▶ [Data items]:
□ □ □ □

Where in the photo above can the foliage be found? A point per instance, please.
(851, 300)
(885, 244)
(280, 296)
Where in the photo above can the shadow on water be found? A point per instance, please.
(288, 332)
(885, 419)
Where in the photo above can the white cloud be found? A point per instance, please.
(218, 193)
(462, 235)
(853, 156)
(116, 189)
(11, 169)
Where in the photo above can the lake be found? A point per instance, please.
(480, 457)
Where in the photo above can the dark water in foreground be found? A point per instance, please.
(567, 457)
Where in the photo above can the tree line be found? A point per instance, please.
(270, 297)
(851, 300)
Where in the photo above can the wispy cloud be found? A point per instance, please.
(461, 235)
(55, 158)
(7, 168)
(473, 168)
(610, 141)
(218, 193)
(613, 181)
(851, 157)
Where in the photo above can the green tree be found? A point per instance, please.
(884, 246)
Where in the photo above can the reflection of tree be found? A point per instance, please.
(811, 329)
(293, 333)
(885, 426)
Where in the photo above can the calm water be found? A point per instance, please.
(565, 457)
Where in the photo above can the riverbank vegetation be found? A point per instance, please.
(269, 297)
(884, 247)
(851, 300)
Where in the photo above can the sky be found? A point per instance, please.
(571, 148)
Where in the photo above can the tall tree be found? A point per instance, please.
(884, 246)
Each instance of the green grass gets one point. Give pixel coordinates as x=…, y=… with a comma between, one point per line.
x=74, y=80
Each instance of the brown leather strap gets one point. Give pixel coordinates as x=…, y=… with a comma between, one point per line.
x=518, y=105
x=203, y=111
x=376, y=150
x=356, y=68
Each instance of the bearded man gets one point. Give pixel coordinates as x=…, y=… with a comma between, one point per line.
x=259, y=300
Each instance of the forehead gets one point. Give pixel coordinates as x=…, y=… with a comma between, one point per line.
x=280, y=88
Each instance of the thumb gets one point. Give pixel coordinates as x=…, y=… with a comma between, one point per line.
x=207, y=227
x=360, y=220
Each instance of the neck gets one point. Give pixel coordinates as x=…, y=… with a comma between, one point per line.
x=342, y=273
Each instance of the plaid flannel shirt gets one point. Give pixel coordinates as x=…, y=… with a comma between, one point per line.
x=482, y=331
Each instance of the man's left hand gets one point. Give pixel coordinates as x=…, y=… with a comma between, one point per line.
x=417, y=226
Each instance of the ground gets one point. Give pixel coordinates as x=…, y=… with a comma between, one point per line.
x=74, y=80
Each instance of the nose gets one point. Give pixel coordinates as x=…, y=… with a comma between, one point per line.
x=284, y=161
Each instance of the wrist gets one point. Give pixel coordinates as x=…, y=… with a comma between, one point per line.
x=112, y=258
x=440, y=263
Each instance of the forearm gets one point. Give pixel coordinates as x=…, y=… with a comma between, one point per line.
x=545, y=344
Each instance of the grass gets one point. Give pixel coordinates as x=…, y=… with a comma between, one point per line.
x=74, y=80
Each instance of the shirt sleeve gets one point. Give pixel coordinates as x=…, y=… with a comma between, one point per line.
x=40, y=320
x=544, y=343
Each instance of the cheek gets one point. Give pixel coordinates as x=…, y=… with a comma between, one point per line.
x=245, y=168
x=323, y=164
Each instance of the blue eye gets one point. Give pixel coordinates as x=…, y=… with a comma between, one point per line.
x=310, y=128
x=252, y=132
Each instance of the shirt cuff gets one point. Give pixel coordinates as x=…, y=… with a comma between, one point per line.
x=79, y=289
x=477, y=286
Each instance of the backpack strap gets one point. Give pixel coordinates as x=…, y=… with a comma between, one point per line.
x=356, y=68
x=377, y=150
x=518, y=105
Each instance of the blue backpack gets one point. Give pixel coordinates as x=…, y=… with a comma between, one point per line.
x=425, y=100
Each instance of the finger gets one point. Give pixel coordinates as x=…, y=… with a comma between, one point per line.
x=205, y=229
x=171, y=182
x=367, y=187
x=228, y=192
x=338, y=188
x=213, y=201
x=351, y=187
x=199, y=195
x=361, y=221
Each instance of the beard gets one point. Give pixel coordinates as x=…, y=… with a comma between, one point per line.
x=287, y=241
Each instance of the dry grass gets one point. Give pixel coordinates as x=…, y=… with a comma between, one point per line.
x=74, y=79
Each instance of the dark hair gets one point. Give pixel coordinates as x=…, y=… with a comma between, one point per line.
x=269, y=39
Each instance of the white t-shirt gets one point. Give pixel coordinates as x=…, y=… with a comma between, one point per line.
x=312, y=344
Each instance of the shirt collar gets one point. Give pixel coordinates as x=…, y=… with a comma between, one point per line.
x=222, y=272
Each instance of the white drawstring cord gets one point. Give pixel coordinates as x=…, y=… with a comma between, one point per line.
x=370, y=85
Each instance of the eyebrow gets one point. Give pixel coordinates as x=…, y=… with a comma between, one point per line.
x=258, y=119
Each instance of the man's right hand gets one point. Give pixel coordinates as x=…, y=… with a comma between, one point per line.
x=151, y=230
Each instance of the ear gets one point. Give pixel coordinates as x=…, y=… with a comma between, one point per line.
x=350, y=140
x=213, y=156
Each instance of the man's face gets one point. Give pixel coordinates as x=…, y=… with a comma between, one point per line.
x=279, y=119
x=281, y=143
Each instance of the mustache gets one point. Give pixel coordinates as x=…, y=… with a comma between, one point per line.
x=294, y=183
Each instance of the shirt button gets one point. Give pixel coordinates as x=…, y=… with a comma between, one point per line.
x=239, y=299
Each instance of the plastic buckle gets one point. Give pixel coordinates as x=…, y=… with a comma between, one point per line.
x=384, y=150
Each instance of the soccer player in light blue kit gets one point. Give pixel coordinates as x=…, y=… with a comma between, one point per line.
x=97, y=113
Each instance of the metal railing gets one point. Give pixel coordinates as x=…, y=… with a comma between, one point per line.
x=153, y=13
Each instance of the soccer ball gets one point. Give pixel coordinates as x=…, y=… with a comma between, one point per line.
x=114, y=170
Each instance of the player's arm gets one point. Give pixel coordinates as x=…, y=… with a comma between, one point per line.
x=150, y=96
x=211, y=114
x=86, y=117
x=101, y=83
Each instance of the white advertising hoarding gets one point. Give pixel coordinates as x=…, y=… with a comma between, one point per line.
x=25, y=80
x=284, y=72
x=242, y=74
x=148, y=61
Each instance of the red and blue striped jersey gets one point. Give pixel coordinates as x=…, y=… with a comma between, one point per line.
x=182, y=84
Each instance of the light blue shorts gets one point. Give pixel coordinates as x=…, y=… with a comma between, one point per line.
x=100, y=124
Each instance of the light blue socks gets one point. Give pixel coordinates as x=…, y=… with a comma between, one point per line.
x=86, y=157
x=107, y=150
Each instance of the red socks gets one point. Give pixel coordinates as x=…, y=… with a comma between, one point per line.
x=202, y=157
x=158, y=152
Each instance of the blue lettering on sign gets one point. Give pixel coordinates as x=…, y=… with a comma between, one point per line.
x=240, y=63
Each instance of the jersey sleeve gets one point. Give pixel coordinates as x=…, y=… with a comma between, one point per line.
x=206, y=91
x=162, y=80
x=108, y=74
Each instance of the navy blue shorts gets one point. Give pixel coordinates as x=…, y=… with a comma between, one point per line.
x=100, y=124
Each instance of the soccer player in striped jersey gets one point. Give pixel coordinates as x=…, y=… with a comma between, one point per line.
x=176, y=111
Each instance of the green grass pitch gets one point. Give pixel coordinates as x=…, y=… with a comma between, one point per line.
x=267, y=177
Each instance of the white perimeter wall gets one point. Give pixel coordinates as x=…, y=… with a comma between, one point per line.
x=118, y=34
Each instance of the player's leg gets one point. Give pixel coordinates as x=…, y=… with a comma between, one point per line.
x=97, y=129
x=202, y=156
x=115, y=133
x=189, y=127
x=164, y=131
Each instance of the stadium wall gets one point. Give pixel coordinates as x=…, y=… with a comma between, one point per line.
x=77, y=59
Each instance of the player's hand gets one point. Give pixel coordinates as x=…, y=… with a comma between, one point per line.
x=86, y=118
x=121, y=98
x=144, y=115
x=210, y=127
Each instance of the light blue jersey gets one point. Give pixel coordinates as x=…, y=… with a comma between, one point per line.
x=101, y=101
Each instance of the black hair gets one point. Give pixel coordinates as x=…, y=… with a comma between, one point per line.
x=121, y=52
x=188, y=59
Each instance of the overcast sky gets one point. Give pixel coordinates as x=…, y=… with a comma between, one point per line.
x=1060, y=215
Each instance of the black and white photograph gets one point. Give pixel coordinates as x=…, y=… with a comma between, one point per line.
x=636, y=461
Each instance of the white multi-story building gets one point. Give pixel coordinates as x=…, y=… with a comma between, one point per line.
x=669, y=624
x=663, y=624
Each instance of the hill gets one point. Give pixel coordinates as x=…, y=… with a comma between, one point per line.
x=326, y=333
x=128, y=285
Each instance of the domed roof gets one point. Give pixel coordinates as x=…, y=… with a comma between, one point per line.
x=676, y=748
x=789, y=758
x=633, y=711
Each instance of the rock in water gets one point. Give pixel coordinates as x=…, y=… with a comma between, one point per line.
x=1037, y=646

□ □ □ □

Retype the records above word for word, from the line containing "Each instance of the black and" through the end of the records, including both of those lines.

Each instance of the black and white photograph gets one point. Give pixel coordinates as x=…, y=… with a comma between, one point per line.
x=636, y=461
Each instance of the white multi-story building gets one point. Give pixel coordinates as x=…, y=… with a comma between, one point per line.
x=669, y=624
x=663, y=624
Each instance of the hill gets one point. Give pixel coordinates as x=…, y=… with a comma between, one point per line.
x=326, y=333
x=128, y=285
Each instance of the domed roof gets one point. Give pixel coordinates as x=…, y=… with a comma between, one point per line.
x=676, y=748
x=789, y=758
x=633, y=711
Each instance of the rock in water gets one point. Give pixel coordinates as x=…, y=… with a comma between, one point per line.
x=1037, y=646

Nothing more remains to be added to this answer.